This work is centered on the ways in which human constructs of land influence our experience of place. Within this context I have created prints that reference the graphically encoded language of conventional maps (both current and historic), and nineteenth-century Romantic landscape traditions. This wide-ranging discourse has been channeled through the undertaking of a pilgrimage in order to contemplate the way our mind frames the land and our experience of landscape. With this work I aim to demonstrate the vitality of deep-lasting human connections to land use by interweaving autobiographic and historic narratives.

Walking Due East
The field research for this suite of prints consisted of well over 200 miles of walking among the mountains near my small hometown of Dinuba, California, where I have taken a particular interest in the seemingly detached and rarely noticed backdrop of distinctive high peaks. As I walked across both public and private land – on and off roads and trails, bushwhacked through dense wild brush, swam across rivers and traversed steep mountaintops I found that my experience of the land became defined by the tight gridwork of surveyed land parcels in addition to natural barriers and steep topography. Since the 1860’s much of the foothill region has been used for farming and grazing cattle and has stayed in the hands of private landowners whose wellbeing is directly tied to the land. As a result, I had to acquire permission from protective landowners to simply walk across the land which contributed to my understanding of the geographic importance of these mountains in relation to the social dynamics of the region.
═══
STATED EXERCISE 1
Copy out the passage of the artist statement from "This work is" to "and historic narratives.".

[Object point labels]
═══
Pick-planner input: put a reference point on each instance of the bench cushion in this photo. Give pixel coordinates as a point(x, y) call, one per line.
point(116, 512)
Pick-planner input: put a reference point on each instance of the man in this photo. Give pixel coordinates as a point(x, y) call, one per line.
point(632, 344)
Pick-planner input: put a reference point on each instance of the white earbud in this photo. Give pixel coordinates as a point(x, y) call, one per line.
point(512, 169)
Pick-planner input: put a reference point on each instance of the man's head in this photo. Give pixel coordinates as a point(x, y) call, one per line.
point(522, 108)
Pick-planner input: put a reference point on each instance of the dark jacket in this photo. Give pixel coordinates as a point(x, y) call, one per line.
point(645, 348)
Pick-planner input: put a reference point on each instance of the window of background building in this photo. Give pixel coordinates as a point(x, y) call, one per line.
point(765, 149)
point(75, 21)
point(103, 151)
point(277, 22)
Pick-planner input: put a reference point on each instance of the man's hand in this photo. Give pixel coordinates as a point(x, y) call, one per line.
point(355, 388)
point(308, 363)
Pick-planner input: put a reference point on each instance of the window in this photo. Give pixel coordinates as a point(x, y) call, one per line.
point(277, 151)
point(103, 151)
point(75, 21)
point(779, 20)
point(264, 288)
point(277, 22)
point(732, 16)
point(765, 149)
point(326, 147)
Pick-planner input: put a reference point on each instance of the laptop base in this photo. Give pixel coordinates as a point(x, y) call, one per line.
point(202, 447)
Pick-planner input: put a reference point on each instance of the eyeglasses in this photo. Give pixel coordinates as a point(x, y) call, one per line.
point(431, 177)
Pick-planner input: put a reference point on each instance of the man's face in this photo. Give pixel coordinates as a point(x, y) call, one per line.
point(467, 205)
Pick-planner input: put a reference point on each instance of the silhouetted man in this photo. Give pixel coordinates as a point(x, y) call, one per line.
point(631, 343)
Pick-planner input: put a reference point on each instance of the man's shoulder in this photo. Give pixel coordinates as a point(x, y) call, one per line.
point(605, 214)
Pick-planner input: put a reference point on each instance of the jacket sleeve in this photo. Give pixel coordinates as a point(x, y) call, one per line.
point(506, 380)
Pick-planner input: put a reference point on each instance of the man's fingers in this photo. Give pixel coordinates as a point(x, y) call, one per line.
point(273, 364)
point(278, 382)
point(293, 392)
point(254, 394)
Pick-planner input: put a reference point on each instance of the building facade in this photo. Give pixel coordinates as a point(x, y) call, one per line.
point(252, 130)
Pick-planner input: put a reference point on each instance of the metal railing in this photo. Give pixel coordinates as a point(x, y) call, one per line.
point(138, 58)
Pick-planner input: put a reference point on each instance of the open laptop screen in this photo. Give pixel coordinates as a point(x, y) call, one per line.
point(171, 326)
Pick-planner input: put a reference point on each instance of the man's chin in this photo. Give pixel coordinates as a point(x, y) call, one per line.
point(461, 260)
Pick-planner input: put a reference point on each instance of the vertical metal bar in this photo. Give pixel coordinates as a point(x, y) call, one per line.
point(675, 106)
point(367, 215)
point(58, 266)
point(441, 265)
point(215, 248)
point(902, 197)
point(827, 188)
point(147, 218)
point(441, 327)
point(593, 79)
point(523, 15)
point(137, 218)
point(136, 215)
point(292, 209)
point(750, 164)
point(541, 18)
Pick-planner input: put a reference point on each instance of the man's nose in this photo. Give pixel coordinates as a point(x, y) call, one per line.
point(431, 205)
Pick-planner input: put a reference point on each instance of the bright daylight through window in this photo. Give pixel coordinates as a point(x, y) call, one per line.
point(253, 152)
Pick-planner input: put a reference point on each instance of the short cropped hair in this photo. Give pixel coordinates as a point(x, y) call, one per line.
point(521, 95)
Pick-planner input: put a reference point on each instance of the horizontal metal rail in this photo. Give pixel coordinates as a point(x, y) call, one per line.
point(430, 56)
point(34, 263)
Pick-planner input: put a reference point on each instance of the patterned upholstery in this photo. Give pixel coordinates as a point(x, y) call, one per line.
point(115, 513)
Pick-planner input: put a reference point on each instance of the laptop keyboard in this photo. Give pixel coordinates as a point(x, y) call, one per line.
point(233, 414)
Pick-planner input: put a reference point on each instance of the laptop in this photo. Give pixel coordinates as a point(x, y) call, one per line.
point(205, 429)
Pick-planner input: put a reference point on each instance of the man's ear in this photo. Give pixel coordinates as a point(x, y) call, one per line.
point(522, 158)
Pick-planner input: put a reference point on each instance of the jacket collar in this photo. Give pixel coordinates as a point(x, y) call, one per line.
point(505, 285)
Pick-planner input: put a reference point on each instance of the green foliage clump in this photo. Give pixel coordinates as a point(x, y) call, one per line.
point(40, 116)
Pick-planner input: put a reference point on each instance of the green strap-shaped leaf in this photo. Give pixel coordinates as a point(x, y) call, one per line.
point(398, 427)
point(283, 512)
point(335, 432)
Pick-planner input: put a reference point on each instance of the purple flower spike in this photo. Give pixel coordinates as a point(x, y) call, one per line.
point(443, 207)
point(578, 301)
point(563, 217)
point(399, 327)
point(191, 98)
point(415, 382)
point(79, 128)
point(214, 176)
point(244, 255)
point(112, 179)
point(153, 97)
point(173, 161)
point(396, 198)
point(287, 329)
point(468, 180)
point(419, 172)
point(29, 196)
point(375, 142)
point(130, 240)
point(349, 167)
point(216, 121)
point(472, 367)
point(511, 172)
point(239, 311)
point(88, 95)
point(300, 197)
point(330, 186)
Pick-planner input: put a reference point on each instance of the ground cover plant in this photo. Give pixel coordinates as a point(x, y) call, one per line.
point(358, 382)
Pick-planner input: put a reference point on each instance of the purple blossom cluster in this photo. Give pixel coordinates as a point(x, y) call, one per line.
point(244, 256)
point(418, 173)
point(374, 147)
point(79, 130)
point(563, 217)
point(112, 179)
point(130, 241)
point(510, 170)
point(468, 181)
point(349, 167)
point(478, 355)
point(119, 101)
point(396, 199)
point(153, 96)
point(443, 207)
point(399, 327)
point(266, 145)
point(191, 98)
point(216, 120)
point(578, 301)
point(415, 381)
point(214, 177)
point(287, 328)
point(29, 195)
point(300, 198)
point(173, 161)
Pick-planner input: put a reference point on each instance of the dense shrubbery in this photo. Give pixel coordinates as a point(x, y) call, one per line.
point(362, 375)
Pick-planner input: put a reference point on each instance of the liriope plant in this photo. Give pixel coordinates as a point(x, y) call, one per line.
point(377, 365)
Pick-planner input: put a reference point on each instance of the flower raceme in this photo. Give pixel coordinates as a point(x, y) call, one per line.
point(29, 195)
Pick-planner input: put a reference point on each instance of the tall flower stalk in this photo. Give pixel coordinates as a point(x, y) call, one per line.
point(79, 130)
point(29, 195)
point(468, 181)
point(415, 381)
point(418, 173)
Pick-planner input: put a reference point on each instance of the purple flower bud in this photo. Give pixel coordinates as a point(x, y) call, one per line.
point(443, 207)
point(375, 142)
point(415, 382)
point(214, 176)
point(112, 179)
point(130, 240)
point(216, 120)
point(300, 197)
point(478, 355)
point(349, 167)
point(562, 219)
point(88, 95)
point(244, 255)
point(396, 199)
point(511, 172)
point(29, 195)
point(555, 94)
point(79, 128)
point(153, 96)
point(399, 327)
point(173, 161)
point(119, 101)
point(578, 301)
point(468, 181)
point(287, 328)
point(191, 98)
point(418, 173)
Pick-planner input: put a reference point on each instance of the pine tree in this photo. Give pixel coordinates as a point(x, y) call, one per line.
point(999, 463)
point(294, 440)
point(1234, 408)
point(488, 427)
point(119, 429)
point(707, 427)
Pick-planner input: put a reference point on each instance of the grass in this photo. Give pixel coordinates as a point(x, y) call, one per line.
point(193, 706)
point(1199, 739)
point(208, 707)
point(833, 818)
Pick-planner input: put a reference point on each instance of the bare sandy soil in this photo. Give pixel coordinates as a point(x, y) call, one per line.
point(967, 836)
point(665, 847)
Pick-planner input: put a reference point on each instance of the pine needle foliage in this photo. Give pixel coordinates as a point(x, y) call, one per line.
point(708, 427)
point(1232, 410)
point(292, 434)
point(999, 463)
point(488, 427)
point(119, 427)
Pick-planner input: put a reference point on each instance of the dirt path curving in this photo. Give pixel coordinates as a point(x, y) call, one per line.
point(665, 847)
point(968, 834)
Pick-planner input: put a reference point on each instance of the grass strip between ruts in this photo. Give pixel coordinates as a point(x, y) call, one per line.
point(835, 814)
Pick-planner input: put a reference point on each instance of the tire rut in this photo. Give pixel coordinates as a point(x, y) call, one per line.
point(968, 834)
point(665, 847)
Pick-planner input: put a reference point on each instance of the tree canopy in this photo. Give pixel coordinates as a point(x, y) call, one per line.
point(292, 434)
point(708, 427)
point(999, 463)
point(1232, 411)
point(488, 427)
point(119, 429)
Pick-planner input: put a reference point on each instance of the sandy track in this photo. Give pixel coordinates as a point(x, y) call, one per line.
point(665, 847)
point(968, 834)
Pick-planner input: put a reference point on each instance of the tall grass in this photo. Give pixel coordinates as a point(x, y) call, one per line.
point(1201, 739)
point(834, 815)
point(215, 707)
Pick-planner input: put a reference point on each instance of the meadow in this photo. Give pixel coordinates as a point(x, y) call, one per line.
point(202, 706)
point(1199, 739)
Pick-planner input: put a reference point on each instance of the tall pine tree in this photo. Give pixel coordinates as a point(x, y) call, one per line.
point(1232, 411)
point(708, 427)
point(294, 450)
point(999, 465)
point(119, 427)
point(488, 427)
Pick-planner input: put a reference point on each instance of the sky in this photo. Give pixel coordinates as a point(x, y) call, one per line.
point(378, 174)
═══
STATED EXERCISE 2
Rewrite the rows, from the start of the rows to the line with "point(522, 108)", as a Markdown table with the columns Line and Text, leaving out any blank lines.

CORRECT OUTPUT 1
This work is centered on the ways in which human constructs of land influence our experience of place. Within this context I have created prints that reference the graphically encoded language of conventional maps (both current and historic), and nineteenth-century Romantic landscape traditions. This wide-ranging discourse has been channeled through the undertaking of a pilgrimage in order to contemplate the way our mind frames the land and our experience of landscape. With this work I aim to demonstrate the vitality of deep-lasting human connections to land use by interweaving autobiographic and historic narratives.

CORRECT OUTPUT 2
| Line | Text |
|---|---|
| 1 | Pick-planner input: put a reference point on each instance of the bench cushion in this photo. Give pixel coordinates as a point(x, y) call, one per line. |
| 2 | point(116, 512) |
| 3 | Pick-planner input: put a reference point on each instance of the man in this photo. Give pixel coordinates as a point(x, y) call, one per line. |
| 4 | point(632, 344) |
| 5 | Pick-planner input: put a reference point on each instance of the white earbud in this photo. Give pixel coordinates as a point(x, y) call, one per line. |
| 6 | point(512, 169) |
| 7 | Pick-planner input: put a reference point on each instance of the man's head in this photo. Give pixel coordinates as a point(x, y) call, one per line. |
| 8 | point(522, 108) |